- **Task to carry out**
From the entries below, copy out word for word every line starting at the one containing "Audit note: leaf" and ending at the one containing "399, 215, 421]]", with both of those lines included. Leave any pictures out of your answer.

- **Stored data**

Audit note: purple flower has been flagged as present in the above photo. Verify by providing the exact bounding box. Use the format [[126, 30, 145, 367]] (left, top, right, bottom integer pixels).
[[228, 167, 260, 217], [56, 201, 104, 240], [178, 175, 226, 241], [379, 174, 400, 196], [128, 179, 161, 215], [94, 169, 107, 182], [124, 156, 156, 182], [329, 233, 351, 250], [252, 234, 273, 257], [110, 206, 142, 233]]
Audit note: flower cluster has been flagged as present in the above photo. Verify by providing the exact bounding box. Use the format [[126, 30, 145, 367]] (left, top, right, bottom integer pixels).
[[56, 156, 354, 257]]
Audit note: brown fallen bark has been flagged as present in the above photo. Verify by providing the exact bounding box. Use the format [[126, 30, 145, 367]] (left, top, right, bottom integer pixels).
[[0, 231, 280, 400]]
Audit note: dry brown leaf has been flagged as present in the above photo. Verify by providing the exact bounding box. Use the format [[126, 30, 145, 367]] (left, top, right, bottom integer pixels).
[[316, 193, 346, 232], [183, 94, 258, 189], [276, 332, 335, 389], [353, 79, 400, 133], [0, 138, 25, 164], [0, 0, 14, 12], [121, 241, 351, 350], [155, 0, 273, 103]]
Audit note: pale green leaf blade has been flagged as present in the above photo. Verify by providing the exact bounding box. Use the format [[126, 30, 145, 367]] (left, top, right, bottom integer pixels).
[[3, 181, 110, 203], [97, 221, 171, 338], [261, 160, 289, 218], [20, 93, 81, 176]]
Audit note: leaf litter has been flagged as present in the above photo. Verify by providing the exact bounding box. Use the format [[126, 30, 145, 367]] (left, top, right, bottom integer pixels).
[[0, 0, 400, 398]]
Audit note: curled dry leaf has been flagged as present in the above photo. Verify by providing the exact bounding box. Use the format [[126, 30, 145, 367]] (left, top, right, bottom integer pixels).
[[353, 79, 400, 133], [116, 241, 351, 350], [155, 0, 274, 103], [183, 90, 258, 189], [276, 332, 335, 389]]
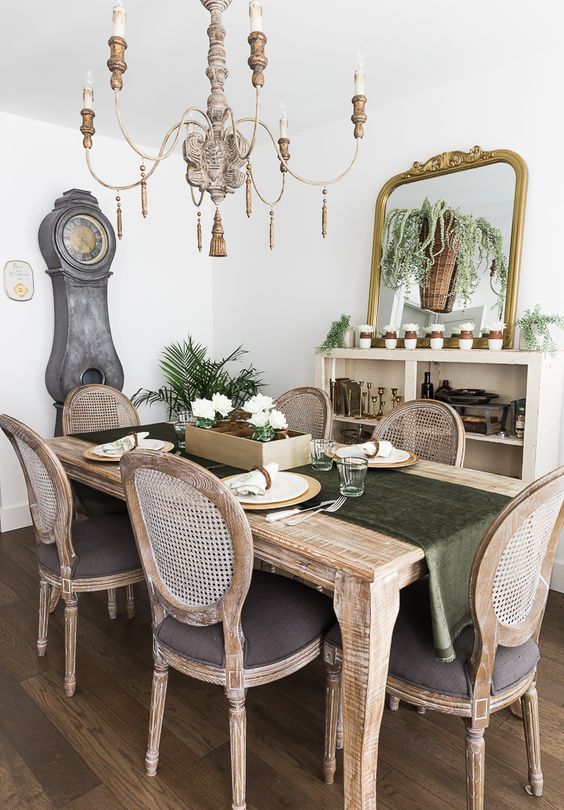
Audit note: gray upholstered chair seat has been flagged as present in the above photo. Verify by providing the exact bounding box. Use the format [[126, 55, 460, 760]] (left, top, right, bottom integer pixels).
[[327, 580, 539, 698], [156, 571, 335, 669], [37, 514, 141, 579]]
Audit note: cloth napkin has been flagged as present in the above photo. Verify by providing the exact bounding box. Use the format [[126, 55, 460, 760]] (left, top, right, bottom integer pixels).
[[227, 464, 278, 495]]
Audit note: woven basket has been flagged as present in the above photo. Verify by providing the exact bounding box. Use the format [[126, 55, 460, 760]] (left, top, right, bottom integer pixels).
[[419, 215, 458, 312]]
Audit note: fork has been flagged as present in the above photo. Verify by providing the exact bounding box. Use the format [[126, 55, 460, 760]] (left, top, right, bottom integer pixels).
[[286, 495, 347, 526]]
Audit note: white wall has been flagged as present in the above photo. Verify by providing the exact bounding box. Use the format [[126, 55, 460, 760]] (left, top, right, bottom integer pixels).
[[0, 114, 213, 531], [214, 56, 564, 590]]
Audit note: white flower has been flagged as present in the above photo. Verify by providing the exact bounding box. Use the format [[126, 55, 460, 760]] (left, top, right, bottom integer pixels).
[[243, 394, 274, 413], [249, 408, 270, 427], [270, 410, 288, 430], [212, 394, 233, 416], [191, 399, 215, 421]]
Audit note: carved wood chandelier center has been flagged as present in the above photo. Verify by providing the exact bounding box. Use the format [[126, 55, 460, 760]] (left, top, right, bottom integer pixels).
[[80, 0, 367, 257]]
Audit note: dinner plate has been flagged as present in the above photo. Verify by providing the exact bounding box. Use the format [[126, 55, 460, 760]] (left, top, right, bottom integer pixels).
[[223, 472, 321, 511]]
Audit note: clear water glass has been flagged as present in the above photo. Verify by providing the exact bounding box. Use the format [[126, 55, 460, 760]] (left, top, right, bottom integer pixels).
[[310, 439, 335, 470], [337, 457, 368, 498]]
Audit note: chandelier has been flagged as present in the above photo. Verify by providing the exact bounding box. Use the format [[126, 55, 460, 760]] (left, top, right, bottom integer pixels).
[[80, 0, 367, 257]]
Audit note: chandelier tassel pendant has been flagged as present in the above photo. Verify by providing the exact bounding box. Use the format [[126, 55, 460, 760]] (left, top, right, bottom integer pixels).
[[245, 163, 253, 219], [210, 208, 227, 259], [116, 194, 123, 239]]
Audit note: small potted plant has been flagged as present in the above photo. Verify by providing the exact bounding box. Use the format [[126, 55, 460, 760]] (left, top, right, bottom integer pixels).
[[487, 321, 505, 352], [429, 323, 445, 350], [402, 323, 419, 349], [382, 323, 398, 349], [358, 323, 374, 349], [458, 321, 476, 351]]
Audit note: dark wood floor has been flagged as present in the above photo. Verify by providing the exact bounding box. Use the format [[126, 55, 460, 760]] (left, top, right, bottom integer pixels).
[[0, 529, 564, 810]]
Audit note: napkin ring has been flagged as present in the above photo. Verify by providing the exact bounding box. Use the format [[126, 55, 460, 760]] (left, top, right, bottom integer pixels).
[[251, 467, 272, 489]]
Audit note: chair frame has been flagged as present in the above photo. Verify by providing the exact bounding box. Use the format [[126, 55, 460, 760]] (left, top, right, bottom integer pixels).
[[274, 386, 333, 439], [372, 399, 466, 467], [324, 466, 564, 810], [0, 414, 144, 697], [120, 450, 323, 810]]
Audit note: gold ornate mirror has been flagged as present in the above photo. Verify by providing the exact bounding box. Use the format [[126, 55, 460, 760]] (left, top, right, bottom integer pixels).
[[367, 146, 527, 348]]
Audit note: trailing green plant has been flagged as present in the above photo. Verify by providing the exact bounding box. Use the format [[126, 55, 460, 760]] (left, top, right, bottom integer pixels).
[[317, 315, 351, 352], [132, 336, 263, 419], [381, 197, 507, 315], [517, 304, 564, 352]]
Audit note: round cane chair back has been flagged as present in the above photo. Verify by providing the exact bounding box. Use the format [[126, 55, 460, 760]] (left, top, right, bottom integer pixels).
[[372, 399, 466, 467], [276, 387, 333, 439], [62, 385, 140, 436]]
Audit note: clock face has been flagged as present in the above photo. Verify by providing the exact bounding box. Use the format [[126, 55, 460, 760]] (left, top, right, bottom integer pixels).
[[63, 214, 108, 264]]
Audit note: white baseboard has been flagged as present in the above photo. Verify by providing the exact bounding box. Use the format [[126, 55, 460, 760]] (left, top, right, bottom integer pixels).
[[0, 503, 31, 532]]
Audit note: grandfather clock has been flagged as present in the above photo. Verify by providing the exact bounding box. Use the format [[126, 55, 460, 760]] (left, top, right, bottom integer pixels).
[[39, 188, 123, 436]]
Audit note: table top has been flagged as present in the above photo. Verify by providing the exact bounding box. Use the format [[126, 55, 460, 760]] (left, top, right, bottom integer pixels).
[[47, 436, 525, 587]]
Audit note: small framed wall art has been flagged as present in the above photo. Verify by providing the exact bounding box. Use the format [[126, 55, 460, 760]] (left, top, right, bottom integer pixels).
[[4, 259, 34, 301]]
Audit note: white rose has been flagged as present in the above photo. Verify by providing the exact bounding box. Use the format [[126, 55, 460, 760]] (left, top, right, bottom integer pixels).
[[243, 394, 274, 413], [249, 408, 270, 427], [212, 394, 233, 416], [191, 399, 215, 421], [270, 410, 288, 430]]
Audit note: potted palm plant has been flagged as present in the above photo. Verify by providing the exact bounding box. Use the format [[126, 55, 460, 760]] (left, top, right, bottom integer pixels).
[[381, 198, 507, 315]]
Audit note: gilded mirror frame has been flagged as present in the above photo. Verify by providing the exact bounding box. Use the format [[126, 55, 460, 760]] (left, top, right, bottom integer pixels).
[[366, 146, 528, 349]]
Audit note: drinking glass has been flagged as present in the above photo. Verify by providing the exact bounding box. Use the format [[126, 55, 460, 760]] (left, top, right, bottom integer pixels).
[[311, 439, 335, 470], [337, 456, 368, 498]]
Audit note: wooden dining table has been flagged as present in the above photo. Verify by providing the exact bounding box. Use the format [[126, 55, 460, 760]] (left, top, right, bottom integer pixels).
[[48, 436, 524, 810]]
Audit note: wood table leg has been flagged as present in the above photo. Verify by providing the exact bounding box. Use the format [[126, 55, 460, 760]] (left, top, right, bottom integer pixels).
[[335, 571, 399, 810]]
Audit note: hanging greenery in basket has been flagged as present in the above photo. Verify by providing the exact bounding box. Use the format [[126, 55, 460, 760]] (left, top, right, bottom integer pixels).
[[381, 198, 507, 316]]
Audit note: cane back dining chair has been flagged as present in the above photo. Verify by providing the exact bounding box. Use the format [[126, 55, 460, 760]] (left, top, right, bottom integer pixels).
[[275, 387, 333, 439], [62, 384, 141, 619], [324, 467, 564, 810], [0, 415, 143, 697], [120, 450, 334, 810], [372, 399, 466, 467]]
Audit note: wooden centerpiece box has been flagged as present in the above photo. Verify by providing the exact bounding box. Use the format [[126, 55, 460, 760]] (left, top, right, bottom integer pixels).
[[186, 419, 311, 470]]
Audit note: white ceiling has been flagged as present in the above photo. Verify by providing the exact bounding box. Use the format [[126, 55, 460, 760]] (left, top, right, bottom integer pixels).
[[0, 0, 562, 145]]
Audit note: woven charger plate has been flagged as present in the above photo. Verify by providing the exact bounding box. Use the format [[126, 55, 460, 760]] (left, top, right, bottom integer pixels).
[[222, 473, 321, 512], [82, 442, 174, 463], [331, 444, 419, 470]]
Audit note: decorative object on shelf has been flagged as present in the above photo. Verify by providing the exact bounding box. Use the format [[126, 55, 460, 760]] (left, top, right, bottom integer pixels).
[[317, 315, 351, 352], [382, 323, 398, 349], [402, 323, 419, 350], [358, 323, 374, 349], [517, 304, 564, 352], [458, 321, 476, 351], [486, 321, 505, 352], [429, 323, 445, 350], [366, 147, 527, 348], [4, 259, 34, 301], [132, 336, 263, 419], [80, 0, 367, 257]]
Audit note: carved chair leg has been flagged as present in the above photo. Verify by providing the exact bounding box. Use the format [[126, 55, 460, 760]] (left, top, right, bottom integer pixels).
[[37, 579, 49, 658], [49, 585, 61, 613], [521, 683, 543, 796], [145, 662, 168, 776], [125, 585, 135, 619], [466, 721, 486, 810], [108, 588, 117, 619], [64, 593, 78, 697], [227, 695, 247, 810], [323, 644, 341, 785]]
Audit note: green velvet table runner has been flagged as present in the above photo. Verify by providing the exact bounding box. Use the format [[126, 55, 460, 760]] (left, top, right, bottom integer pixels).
[[70, 424, 510, 661]]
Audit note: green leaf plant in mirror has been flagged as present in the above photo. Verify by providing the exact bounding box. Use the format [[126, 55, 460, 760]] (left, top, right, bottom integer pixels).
[[132, 336, 263, 419]]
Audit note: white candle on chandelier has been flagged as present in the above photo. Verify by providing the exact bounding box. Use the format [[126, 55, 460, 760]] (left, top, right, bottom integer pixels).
[[112, 0, 127, 38], [280, 101, 288, 138], [354, 51, 364, 96], [249, 0, 262, 33], [82, 70, 94, 110]]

- **Solution to this exercise**
Audit note: leaf litter has been flagged as present in the above photo. Verify by providing the exact bounding box. Use the format [[126, 30, 145, 367]] (left, top, right, bottom integer pixels).
[[0, 0, 400, 398]]
Audit note: curled dry leaf has been flagged as present in the above photo. Verify by providing the exact bounding box. Use the format [[126, 30, 145, 367]] (left, top, right, bottom integer pixels).
[[353, 79, 400, 133], [116, 241, 351, 350], [155, 0, 274, 103], [183, 90, 258, 189], [276, 332, 335, 389]]
Audit note: gray upholstered chair seat has been flagged as present in the above photo. Verify by providing the exact bounding box. Use the format [[126, 55, 460, 760]] (left, top, right, bottom integer pixels).
[[327, 580, 539, 698], [156, 571, 335, 669], [37, 514, 141, 579]]
Audit note: cloth napkin has been flagged as present in the above photo. Verify by providing the exact bounding box. Use the format [[126, 55, 460, 760]] (left, top, right, bottom integer pixels).
[[227, 464, 278, 495]]
Audit note: woven basket has been flagged as present in the above photo. Verify by providing the exact bounding box. Use the format [[126, 55, 460, 760]] (left, top, right, bottom integer pixels).
[[419, 215, 458, 312]]
Audit note: fork has been flagged as present in the above photo. Verify by providing the exact bounding box. Use the format [[126, 55, 460, 760]] (left, top, right, bottom integer pixels).
[[286, 495, 347, 526]]
Audit note: white wall has been flagged as present in the above photo. Verify by providing the exact bounding box. Use the format [[126, 55, 460, 760]] (left, top, right, bottom integer pixels).
[[0, 114, 213, 531], [214, 56, 564, 590]]
Audit note: white flower has been flagged as present in the above photo. Verify by providing the exact bounding box. Use the format [[126, 55, 460, 760]] (left, top, right, bottom integer pixels).
[[243, 394, 274, 413], [249, 408, 270, 427], [270, 410, 288, 430], [212, 394, 233, 416], [191, 399, 215, 421]]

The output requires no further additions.